Darüber hinaus wurden auch die
Einstellungen zur Erwerbstätigkeit von Vätern erfasst. Die Mehrheit der
befragten Männer und Frauen spricht sich hier für eine Vollzeiterwerbstätigkeit
aus. Ist das jüngste Kind in der fiktiven Konstellation zwei Jahre alt, findet
eine Teilzeiterwerbstätigkeit von Vätern zwar durchaus noch Zustimmung – ab
einem Alter von vier Jahren aber nicht mehr. Frauen befürworten zudem eher als
die Männer selbst eine Teilzeitbeschäftigung von Vätern.
Diese Erwartungen erfüllen Väter vollumfänglich. Väter von kleinen Kindern mit einer Vollzeitstelle arbeiten durchschnittlich 44 Stunden pro Woche. Und die Ausgangsfrage lässt sich momentan leider nur mit ‚NEIN‘ beantworten.
Väter wollen mehr Zeit mit ihren Kindern verbringen und
Frauen finden Karriere besser als Kinder
„Wenn wir über Frauen nachdenken, kommen wir immer mehr von
einem ‚Und‘ zu einem ‚Oder‘. Die Wahl: Familie oder Erwerbstätigkeit.“ So Jutta
Allmendinger
Frauen in Deutschland ist es nicht mehr so wichtig, Kinder
zu bekommen. Das ist nachvollziehbar und legitim – zeichnet sich bei näherer
Betrachtung jedoch als unfreiwillige und dramatische Entwicklung ab. Beim ZEIT
für Arbeit-Event am 23. Mai in Berlin haben Jutta Allmendinger, Präsidentin des
Wissenschaftszentrums Berlin für Sozialforschung (WZB), und Lena Hipp,
Leiterin der Forschungsgruppe „Arbeit und Fürsorge“ am WZB, die Ergebnisse der
vierten Vermächtnisstudie vorgestellt.
★ ★ ★ ★
- **Arbeitsanweisungen**:
A: Geben Sie an, wie viele Stunden pro Woche Väter von kleinen Kindern mit einer Vollzeitstelle laut dem Auszug durchschnittlich arbeiten.
B: Zitieren Sie aus dem Auszug die Textstelle zwischen „Diese Erwartungen erfüllen“ und „mit ‚NEIN‘ beantworten.“, beide eingeschlossen.

- **Übungsmaterial**:
★ ★ ★ ★
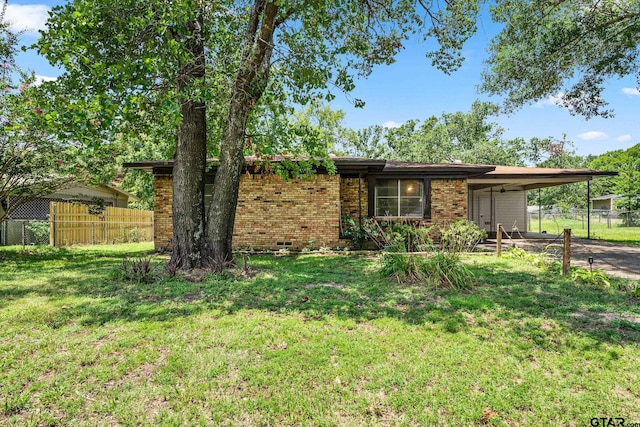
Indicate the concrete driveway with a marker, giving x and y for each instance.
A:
(615, 259)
★ ★ ★ ★
- **Lösungen**:
A: Durchschnittlich 44 Stunden pro Woche.

B:
Diese Erwartungen erfüllen Väter vollumfänglich. Väter von kleinen Kindern mit einer Vollzeitstelle arbeiten durchschnittlich 44 Stunden pro Woche. Und die Ausgangsfrage lässt sich momentan leider nur mit ‚NEIN‘ beantworten.